Given task: Reproduce the line that holds "of the sidewalk" together with all the lines after it up to the end of the entries.

Entries from a pointing dataset
···

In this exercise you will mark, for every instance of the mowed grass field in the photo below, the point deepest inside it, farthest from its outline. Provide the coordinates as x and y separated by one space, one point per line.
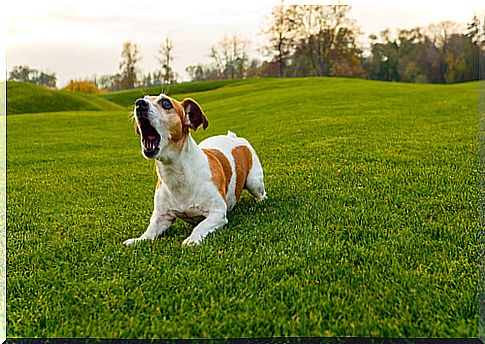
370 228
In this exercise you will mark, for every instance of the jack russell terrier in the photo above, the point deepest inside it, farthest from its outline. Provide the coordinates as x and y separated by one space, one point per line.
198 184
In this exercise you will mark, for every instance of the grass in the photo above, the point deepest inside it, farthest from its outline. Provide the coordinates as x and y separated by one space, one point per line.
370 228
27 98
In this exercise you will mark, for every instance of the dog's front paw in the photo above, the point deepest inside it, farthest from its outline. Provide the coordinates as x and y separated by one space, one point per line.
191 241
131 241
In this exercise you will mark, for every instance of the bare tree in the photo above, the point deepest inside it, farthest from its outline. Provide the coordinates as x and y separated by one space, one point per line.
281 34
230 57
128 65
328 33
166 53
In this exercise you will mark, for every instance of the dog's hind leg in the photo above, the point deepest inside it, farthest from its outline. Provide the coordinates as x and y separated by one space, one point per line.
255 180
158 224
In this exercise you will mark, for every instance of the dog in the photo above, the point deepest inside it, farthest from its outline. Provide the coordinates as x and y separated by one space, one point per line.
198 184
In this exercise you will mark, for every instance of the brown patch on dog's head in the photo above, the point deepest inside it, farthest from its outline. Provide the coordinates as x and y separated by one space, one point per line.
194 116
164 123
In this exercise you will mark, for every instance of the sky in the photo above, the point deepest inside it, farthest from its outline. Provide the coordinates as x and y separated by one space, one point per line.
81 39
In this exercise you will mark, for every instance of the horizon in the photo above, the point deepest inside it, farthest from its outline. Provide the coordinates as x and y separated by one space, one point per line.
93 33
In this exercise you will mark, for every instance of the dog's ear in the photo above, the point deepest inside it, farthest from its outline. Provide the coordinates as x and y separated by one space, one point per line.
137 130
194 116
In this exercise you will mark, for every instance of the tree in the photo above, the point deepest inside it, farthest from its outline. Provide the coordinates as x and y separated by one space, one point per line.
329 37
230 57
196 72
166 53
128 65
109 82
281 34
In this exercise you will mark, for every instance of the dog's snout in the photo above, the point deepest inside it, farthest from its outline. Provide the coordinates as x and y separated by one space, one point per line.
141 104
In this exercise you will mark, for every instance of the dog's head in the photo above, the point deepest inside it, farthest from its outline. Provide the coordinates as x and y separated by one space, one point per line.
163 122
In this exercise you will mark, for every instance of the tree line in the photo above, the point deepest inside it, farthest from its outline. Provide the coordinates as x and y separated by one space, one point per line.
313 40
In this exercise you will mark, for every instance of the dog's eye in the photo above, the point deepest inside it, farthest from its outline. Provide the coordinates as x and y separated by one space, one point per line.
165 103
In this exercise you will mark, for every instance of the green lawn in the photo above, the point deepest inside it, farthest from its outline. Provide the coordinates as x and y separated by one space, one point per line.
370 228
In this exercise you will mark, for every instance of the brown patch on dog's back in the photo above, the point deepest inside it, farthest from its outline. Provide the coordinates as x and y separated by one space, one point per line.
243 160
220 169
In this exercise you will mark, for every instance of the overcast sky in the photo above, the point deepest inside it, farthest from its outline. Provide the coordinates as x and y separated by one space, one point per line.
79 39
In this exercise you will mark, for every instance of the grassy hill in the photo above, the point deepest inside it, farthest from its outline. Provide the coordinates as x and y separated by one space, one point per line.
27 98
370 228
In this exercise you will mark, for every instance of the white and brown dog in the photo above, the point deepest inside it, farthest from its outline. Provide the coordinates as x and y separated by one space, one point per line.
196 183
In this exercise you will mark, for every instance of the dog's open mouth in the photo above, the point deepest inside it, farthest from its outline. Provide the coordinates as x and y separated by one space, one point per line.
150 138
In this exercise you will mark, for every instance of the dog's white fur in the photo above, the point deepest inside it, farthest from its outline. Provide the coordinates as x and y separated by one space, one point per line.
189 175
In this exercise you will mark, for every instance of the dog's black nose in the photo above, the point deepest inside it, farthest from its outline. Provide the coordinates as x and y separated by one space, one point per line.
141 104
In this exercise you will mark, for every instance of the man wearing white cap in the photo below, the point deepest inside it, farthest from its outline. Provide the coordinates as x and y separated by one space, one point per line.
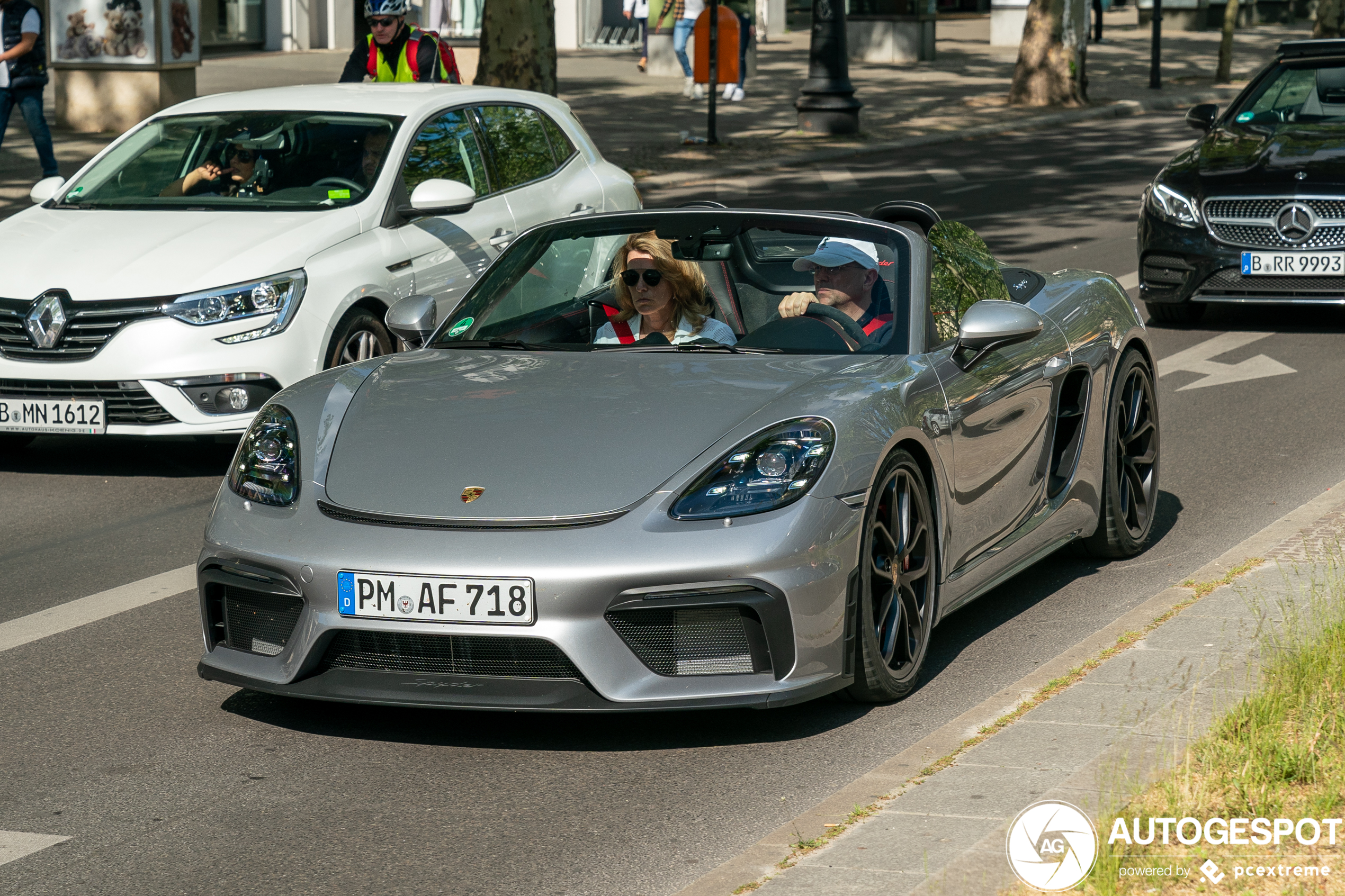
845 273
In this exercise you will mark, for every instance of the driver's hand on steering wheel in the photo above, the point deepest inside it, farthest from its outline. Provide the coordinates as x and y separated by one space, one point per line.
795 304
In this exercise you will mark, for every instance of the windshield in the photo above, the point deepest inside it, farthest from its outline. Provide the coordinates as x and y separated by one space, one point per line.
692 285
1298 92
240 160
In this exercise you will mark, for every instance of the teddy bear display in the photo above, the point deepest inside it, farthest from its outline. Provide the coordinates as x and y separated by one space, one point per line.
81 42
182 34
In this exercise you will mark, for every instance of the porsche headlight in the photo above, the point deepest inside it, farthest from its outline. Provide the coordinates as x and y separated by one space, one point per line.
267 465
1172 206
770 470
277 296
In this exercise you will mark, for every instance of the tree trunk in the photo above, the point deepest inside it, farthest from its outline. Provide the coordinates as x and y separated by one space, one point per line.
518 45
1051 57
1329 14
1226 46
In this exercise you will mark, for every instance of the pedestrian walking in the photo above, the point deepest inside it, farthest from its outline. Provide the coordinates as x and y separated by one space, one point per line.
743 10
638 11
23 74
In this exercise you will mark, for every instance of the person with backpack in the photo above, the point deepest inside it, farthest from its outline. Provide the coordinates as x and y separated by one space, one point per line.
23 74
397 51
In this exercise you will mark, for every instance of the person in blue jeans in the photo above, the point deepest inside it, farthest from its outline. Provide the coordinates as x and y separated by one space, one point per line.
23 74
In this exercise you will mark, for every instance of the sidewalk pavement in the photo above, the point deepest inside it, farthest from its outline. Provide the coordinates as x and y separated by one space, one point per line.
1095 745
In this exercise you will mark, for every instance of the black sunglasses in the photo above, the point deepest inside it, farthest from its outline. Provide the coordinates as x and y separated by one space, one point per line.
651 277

···

Response:
In this exercise you will mark, for every instance of the sidewalk pavement in the photo above, the point deepest inside it, farthest from its outline. Provide the coordinates as x and y separated by one space, one point per line.
1095 745
In this exercise you will mark, for every instance of the black sunglasses in the photo above, the point deepest inside it, farthest from its outline. Provide the coordinates as x and y separated by one space, one point per line.
651 277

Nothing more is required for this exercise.